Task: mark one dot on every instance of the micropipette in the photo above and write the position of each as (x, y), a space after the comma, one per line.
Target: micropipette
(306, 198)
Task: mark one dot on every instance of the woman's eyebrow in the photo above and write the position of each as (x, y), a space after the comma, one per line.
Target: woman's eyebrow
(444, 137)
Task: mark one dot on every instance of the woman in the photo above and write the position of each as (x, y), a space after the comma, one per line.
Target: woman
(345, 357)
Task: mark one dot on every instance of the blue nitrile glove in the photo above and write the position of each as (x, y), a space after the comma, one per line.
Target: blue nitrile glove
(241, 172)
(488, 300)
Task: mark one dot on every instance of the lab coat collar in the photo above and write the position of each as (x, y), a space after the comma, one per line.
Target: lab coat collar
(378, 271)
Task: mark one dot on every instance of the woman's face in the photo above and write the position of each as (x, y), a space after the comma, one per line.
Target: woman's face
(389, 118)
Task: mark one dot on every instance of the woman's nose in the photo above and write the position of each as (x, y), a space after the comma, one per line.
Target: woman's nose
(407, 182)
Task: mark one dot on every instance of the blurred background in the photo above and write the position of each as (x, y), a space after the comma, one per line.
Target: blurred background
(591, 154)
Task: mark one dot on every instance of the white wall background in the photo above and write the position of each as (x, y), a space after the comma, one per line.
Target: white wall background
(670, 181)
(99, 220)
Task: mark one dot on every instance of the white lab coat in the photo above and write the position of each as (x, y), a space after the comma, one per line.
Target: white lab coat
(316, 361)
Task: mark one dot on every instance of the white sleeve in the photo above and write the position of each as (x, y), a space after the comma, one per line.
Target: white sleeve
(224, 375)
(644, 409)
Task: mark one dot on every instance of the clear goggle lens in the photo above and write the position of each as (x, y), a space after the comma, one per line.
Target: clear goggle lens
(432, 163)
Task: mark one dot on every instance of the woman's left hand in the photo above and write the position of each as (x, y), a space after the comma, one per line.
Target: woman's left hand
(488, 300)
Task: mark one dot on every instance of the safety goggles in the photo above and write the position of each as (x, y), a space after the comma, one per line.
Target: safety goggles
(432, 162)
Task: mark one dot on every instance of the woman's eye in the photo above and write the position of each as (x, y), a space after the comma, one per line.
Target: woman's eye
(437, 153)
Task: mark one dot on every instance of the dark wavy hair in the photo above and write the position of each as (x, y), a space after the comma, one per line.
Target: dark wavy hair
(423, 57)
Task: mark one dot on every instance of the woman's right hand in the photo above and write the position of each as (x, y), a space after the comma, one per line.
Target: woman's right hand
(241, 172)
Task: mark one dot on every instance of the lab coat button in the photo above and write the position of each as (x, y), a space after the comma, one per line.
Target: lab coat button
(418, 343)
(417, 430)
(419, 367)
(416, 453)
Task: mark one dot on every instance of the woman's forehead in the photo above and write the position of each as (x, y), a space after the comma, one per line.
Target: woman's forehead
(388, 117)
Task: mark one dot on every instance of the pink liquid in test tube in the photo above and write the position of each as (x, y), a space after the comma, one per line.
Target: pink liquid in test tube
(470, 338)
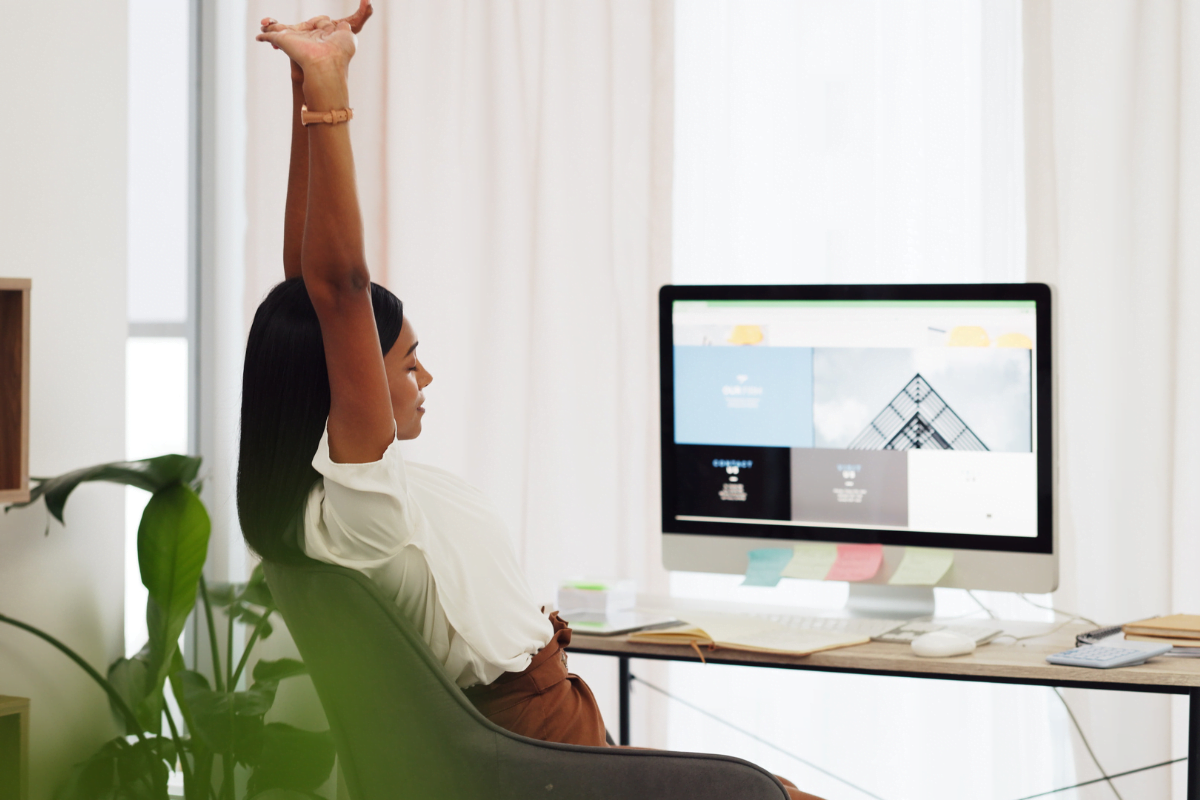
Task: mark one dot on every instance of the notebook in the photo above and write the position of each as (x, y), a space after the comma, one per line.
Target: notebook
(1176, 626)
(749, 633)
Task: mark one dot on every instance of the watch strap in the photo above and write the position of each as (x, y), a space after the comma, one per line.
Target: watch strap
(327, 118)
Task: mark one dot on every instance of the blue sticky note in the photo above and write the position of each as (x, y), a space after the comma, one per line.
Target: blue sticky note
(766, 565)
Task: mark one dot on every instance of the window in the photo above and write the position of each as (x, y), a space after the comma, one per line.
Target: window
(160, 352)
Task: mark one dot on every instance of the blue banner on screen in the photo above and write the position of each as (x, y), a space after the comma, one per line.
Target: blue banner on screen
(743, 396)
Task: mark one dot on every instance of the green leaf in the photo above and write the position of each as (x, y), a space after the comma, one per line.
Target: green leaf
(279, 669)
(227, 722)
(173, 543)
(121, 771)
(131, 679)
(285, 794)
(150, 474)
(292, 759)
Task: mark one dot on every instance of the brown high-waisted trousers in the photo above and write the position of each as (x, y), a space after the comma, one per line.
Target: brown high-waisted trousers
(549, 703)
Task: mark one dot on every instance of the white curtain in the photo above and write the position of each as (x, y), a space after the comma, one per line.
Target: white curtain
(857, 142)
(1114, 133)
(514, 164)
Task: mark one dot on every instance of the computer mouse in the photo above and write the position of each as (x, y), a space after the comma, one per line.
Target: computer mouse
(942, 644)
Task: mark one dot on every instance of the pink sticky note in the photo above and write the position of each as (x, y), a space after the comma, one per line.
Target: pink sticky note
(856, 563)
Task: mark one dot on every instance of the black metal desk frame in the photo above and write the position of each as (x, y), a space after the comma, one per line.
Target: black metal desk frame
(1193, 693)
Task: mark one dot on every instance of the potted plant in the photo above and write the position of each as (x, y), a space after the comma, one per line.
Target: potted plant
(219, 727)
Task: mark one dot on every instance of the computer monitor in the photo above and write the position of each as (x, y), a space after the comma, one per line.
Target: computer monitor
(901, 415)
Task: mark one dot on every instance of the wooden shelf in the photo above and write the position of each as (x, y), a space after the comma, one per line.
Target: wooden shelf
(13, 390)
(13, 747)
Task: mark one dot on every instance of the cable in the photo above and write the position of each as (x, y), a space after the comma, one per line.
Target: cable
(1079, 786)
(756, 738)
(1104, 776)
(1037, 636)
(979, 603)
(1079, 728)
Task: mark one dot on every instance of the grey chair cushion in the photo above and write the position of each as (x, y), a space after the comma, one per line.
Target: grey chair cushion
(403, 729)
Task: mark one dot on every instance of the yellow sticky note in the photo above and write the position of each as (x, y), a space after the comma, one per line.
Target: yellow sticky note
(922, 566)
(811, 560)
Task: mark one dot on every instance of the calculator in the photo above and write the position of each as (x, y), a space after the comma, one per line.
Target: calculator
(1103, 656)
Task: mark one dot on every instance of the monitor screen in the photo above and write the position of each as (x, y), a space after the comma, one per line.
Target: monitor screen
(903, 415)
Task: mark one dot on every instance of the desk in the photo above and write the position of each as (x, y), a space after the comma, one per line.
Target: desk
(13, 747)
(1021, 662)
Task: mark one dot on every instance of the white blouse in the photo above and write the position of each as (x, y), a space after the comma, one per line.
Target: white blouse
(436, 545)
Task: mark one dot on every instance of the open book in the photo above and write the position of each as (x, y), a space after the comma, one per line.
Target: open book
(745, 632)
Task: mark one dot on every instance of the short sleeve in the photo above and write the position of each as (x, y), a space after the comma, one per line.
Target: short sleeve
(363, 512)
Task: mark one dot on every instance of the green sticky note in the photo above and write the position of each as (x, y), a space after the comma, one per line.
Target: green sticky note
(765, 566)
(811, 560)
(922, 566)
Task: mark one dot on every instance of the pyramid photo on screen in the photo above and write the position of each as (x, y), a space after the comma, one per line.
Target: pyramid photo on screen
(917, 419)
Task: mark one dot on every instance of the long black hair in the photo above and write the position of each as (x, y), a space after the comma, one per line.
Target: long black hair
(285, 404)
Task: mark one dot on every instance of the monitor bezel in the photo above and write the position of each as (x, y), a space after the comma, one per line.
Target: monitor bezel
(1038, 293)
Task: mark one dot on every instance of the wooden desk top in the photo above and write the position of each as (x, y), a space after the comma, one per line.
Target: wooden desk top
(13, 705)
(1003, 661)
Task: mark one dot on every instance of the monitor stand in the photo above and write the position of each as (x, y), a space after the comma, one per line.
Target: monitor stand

=======

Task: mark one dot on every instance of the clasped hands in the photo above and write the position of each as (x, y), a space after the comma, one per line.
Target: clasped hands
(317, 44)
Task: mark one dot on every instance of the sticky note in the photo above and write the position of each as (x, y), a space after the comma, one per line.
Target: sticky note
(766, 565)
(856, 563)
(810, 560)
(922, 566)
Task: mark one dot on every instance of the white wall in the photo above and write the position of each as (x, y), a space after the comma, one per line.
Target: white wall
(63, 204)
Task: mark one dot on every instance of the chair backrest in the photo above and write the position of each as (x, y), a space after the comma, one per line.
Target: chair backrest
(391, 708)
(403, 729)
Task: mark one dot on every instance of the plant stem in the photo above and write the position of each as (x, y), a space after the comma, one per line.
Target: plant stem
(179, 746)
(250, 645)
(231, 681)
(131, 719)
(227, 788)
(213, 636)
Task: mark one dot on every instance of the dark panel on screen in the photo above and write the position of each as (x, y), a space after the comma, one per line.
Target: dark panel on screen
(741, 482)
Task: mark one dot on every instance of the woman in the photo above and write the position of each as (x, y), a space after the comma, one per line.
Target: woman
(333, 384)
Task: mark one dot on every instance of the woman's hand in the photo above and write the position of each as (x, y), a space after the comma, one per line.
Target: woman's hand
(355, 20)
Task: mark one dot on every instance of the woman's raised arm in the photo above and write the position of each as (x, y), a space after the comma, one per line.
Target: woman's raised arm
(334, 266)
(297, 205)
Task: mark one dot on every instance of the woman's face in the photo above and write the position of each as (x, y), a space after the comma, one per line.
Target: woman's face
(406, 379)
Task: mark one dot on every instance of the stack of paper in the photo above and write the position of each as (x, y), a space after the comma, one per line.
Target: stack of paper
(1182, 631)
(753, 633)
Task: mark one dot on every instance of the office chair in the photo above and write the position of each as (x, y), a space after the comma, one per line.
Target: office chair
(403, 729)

=======

▶ _WHAT YOU ARE ASKED TO DO_: Across the records above, show each line containing the word "stand".

▶ _FINISHED EXERCISE_:
Task: mark one dot on every instance of the monitor stand in the photo above and write the position of each as (x, y), a space after the comma, one per line.
Target: monitor stand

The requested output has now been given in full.